• [ABOUT THIS EXERCISE] Copy out all of the data below with no alterations.
##### DATA IN THIS EXERCISE #####
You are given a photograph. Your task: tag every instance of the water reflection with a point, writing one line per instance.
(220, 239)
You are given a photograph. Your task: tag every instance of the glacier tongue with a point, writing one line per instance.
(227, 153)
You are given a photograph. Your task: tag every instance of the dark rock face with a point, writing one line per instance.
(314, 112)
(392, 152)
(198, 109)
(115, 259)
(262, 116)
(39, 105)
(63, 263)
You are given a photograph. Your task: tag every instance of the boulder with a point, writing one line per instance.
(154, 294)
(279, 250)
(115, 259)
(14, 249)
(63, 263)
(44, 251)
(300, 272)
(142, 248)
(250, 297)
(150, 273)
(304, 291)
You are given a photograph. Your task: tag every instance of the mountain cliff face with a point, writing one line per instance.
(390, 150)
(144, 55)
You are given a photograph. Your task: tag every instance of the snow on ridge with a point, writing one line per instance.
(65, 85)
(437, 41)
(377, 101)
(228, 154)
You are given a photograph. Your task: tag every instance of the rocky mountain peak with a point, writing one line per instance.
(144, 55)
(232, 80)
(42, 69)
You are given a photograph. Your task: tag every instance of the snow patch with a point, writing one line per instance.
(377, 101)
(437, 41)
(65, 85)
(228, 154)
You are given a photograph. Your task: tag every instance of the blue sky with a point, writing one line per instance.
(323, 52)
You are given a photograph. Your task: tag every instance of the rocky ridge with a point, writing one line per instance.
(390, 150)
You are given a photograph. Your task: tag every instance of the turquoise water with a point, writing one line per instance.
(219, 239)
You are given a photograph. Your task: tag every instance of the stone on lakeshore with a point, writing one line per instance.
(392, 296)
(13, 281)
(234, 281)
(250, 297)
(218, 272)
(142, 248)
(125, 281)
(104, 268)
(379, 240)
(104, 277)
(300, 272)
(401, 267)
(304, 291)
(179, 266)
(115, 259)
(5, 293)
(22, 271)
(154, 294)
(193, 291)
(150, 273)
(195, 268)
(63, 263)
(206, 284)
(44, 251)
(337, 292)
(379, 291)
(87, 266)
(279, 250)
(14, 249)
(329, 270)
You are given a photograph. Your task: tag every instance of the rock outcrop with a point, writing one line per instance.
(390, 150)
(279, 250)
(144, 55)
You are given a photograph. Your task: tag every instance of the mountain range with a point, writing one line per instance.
#####
• [RESPONSE TO THE TASK]
You are given a photograph. Your task: tag every instance of the water reflection with a point, writing one line per instance.
(220, 239)
You are given a photograph. Your task: tag every instance of the glacier tongue with a point, writing one line per instance.
(227, 153)
You are given a photograph. Your task: tag every instance of the dark rock face with a point, writing one line per instance.
(314, 112)
(392, 152)
(198, 109)
(115, 259)
(262, 116)
(39, 105)
(63, 263)
You are given a photograph. Your task: tag every instance of the boulder with a point, writing one line per instance.
(154, 294)
(279, 250)
(115, 259)
(14, 249)
(63, 263)
(44, 251)
(300, 272)
(142, 248)
(250, 297)
(150, 273)
(304, 291)
You are given a photograph. Your task: tag every instance of the mountain cliff face with a point, writing one line per instance.
(390, 150)
(144, 55)
You are given a photograph. Your task: tag every instance of the snow on ridge with a point, writing one line per instance.
(65, 85)
(437, 41)
(377, 101)
(228, 154)
You are given a photograph. Your task: tag every instance of the rocky mountain peak with a point, writing one line per instance.
(144, 55)
(232, 80)
(42, 69)
You are given a photograph. Your task: tag every instance of the snow patch with a point, writing one line per instance.
(377, 101)
(437, 41)
(65, 85)
(228, 154)
You are given a photograph. Your task: tag every instance of the blue sky with a point, writing one line per instance.
(323, 52)
You are given a photograph. Your task: tag every instance of the rocky ridge with a point, writing one line per instance.
(390, 150)
You are given a photograph. Your task: tag every instance of the turquoise water with a point, writing one line per instance.
(219, 239)
You are given a photograph. Your task: tag every instance of the stone on lakeshore with a point, writing one line per instance.
(392, 296)
(13, 281)
(234, 281)
(250, 297)
(218, 272)
(142, 248)
(125, 281)
(104, 268)
(379, 240)
(104, 277)
(300, 272)
(401, 267)
(304, 291)
(179, 266)
(115, 259)
(5, 293)
(22, 271)
(154, 294)
(193, 291)
(150, 273)
(195, 268)
(63, 263)
(206, 284)
(44, 251)
(337, 292)
(379, 291)
(87, 266)
(279, 250)
(14, 249)
(329, 270)
You are given a photograph. Your task: tag every instance of the rock outcrop with a point, writing one line per instance.
(390, 150)
(279, 250)
(144, 55)
You are given a photograph. Your task: tag every instance of the mountain range with a point, writing one line per instance.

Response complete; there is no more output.